-------- Ausgewählter Textauszug
Dienstag, 1. Dezember 2015

der hauch des guten



es war der grosse tag gekommen. schon seit wochen erinnerten fette schriftzuege an den fenstern der busse und autos, auf plakaten, haeuserwaenden und im fernsehen, dass dieses wochenende chiles beruehmter spendenmarathon in die 28. runde geht: die teletón. seit 1978 findet jaehrlich im november eine riesige solidaritaetsgala fuer behinderte menschen in chile statt.


don francisco ist der thomas gottschalk chiles, aufmerksame blog-leser moegen ihn schon kennen. er fuehrt in 27 stunden durch eine musik- und traenenreiche show voller schicksalsgeschichten, hoffnungsschimmer und emotionaler momente. mit eindringlichem enthusiasmus wird auf mehreren kanaelen gleichzeitig die gesellschaft aufgerufen, fuereinander einzustehen und jenen personen zu helfen, die besonders grosses pech in ihrem leben hatten und auf unterstuetzung angewiesen sind. das ergebnis ist beachtlich. dieses jahr kamen mehr als 40 millionen euro zusammen. mit dem geld wird die teletón-stiftung finanziert, die mit landesweiten einrichtungen einen essentiellen teil zur rehabilitation und eingliederung der betroffenen beitraegt.

familien und vereine, nachbarn und kollegen, kindergaerten und altenheime von punta arenas in patagonien bis arica in der atacama-wueste haben zum teil schon vor monaten mit spendensammlungen begonnen. heute ueberreichen sie stolz ihren betrag und schreien den slogen in eine videobotschaft: „die teletón machen wir alle zusammen“. und auch die wirtschaft sitzt im boot. ob airlines, kleidergeschaefte, telefonanbieter oder klopapierfabrikanten: die big player der nationalen oekonomie klinken sich tatkraeftig ein, transferieren grosse summen, werben fuer das gute und initiieren eigene aktionen.
----------------
-------- Liste der Einträge
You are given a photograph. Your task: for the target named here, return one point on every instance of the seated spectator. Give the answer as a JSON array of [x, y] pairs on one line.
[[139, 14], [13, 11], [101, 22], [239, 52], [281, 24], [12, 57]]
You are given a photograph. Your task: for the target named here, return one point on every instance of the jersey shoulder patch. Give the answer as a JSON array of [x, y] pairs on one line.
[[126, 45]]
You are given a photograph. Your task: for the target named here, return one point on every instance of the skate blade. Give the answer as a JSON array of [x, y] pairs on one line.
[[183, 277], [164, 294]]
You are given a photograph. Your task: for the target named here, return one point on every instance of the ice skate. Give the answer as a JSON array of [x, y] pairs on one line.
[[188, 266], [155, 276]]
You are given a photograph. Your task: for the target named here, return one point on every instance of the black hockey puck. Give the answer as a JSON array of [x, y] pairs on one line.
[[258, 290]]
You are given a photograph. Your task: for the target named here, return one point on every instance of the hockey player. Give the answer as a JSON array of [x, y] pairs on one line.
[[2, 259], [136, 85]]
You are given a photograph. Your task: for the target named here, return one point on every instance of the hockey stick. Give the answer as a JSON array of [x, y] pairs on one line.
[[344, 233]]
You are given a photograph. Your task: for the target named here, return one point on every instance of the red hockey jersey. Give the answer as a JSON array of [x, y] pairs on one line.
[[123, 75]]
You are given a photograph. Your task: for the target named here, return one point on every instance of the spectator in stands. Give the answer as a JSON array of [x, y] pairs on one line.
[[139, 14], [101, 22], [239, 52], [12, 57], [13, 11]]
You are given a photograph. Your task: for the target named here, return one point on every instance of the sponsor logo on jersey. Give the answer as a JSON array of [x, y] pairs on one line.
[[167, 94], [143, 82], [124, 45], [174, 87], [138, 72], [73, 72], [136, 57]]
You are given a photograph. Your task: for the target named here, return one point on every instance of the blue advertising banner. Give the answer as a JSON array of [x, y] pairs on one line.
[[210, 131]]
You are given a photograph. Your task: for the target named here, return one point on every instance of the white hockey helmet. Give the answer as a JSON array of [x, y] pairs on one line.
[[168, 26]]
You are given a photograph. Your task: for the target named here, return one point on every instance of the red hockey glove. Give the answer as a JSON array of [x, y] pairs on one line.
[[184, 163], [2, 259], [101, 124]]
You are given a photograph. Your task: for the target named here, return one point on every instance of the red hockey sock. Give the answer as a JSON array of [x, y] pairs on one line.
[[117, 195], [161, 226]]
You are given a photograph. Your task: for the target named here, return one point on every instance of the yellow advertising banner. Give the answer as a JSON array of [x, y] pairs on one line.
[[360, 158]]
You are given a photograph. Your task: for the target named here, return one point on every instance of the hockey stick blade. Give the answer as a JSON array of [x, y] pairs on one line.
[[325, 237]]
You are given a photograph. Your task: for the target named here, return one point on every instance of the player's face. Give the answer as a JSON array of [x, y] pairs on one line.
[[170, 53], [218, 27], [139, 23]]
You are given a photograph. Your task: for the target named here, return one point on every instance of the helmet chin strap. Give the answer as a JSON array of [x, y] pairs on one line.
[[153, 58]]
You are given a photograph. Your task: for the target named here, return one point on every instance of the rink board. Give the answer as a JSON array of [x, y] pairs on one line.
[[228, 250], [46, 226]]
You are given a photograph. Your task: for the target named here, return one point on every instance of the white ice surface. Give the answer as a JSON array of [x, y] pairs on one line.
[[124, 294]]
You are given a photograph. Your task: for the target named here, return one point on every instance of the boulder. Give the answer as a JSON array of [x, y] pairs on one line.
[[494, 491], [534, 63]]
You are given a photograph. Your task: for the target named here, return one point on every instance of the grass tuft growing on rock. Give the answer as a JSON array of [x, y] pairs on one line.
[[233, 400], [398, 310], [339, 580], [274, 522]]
----------------
* **Arbeitsanweisungen**
1 – Wie viel Geld kam laut dem Text über die Teletón in diesem Jahr zusammen?
2 – Bearbeite im Text über die Teletón den Abschnitt von „don francisco ist“ bis „der betroffenen beitraegt.“ so, dass „beachtlich“ durch „beeindruckend“ ersetzt wird.
3 – Führe den Text über die Teletón im Anschluss an seinen letzten Satz weiter.
Die Einträge spielen für die Bearbeitung keine Rolle.

* **Endgültige Antworten**
1 – Mehr als 40 Millionen Euro.

2 –
don francisco ist der thomas gottschalk chiles, aufmerksame blog-leser moegen ihn schon kennen. er fuehrt in 27 stunden durch eine musik- und traenenreiche show voller schicksalsgeschichten, hoffnungsschimmer und emotionaler momente. mit eindringlichem enthusiasmus wird auf mehreren kanaelen gleichzeitig die gesellschaft aufgerufen, fuereinander einzustehen und jenen personen zu helfen, die besonders grosses pech in ihrem leben hatten und auf unterstuetzung angewiesen sind. das ergebnis ist beeindruckend. dieses jahr kamen mehr als 40 millionen euro zusammen. mit dem geld wird die teletón-stiftung finanziert, die mit landesweiten einrichtungen einen essentiellen teil zur rehabilitation und eingliederung der betroffenen beitraegt.

3 –
"teletón - die wichtigste marke ist die, die du hinterlaesst... das macht lust auf 'watts' [saft]"

die teletón schiebt ein randthema in den vordergrund, macht bewusst, ruettelt wach. und sie eint das land. menschen, institutionen und unternehmen ruecken heute zusammen und engagieren sich fuer ein gemeinsames ziel: solidaritaet mit den benachteiligten der gesellschaft. dieser fernseh-spendenmarathon ist eine bemerkenswerte tradition chiles, der sich mittlerweile in ganz amerika wie auch auf anderen kontinenten etabliert hat. beachtlich.

oder?

rein gar nichts spricht gegen die hilfsbereitschaft fuereinander. und ein katastrophengeplagtes land wie chile braucht vielleicht auch etwas mehr davon als andere nationen. aber hier geht es um dauerhafte grundbeduerfnisse der betroffenen: ergotherapie fuer unfallopfer, fruehfoerderung fuer das geistig behinderte kleinkind oder berufliche wiedereingliederung. ist das nicht eigentlich aufgabe des staats? doch die praesidentin und andere minister sitzen im publikum und rufen im einklang zu mehr finanziellen zuwendungen auf. das schicksal der empfaenger liegt damit in den haenden der willigen spender. und in denen des teletón-netzwerkes. denn im tiefen sueden des landes, in kleineren staedten oder auf den chilenischen inseln gibt es ihre einrichtungen nicht. 

die produktion des ganzen events ist unheimlich aufgeblaeht. zunaechst uebertraegt man die show aus dem eigens fuer den anlass erbauten teletón-theater. anschliessend folgt die fette party mit aufwendig inszenierten live-acts im lichtermeer des nationalstadions. don fransico taucht heute wie schon seit wochen in jedem zweiten werbespot auf, mal im supermarkt, mal in der bank, mal mit der limo in der hand macht er reklame fuer die sponsoren. alles fuer die teletón. doch um wen geht es eigentlich? es verschiebt sich etwas der fokus. im blickpunkt stehen stars und gefuehle, image und patriotismus. themen wie maengel in der infrastruktur oder fundamentale defizite in der versorgung bilden nur einen kleinen nebenschauplatz.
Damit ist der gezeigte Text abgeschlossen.